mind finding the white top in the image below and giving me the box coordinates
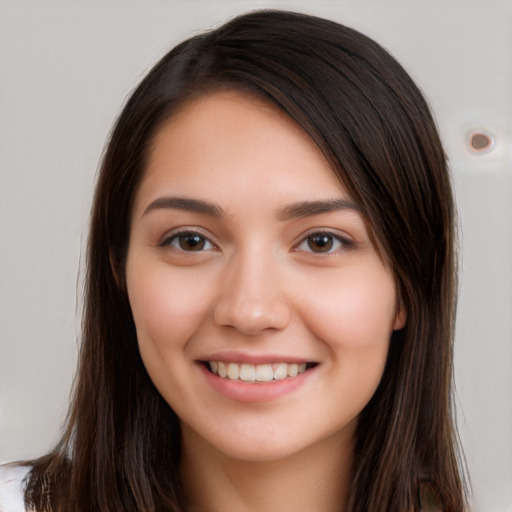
[0,464,31,512]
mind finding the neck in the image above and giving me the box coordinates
[179,425,355,512]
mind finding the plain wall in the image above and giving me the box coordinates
[1,1,511,511]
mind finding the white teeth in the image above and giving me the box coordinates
[227,362,240,380]
[287,363,298,377]
[256,364,273,382]
[218,361,227,378]
[240,364,256,382]
[208,361,312,381]
[273,363,287,380]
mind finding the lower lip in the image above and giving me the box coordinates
[199,363,316,403]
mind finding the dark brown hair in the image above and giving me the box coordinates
[25,10,467,511]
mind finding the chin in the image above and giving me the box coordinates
[181,414,358,465]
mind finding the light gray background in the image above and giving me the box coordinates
[1,1,511,511]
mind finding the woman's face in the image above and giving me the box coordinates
[125,91,405,462]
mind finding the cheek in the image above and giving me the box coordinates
[300,267,397,416]
[126,261,214,354]
[299,264,398,353]
[125,261,217,406]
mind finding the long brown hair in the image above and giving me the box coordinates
[25,10,467,511]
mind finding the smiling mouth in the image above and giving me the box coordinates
[203,361,318,383]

■ ■ ■ ■ ■

Set down the entries again without change. Leave the pictures out.

## Response to the exercise
mind finding the white top in the image below and giving me the box coordinates
[0,464,31,512]
mind finding the neck in the image above and giving me the box coordinates
[179,425,355,512]
mind finding the plain wall in the image above and giving me the box coordinates
[1,1,511,511]
mind finding the white teeth in the image above and giving me the box coordinates
[227,362,240,380]
[287,363,298,377]
[256,364,273,382]
[218,361,227,378]
[240,364,256,382]
[208,361,312,381]
[273,363,287,380]
mind finding the lower lip in the image above and giving me the box coordinates
[199,363,316,403]
mind finding the dark brown hair in the image above and giving me the box coordinates
[25,10,467,511]
mind finding the chin in the image above and giving me the box coordinates
[181,414,358,465]
mind finding the light gray background in the image above and giving me the box coordinates
[1,1,511,511]
mind finding the woman's face in the image above and giving me the box coordinates
[125,91,405,462]
mind finding the cheek in the image above and giving me the box coordinates
[300,267,397,416]
[126,261,214,354]
[299,264,398,353]
[125,261,217,406]
mind finding the long brown hair in the image above and giving me the box coordinates
[25,10,467,511]
mind finding the smiling mouth in the image above and giving me the box coordinates
[203,361,318,383]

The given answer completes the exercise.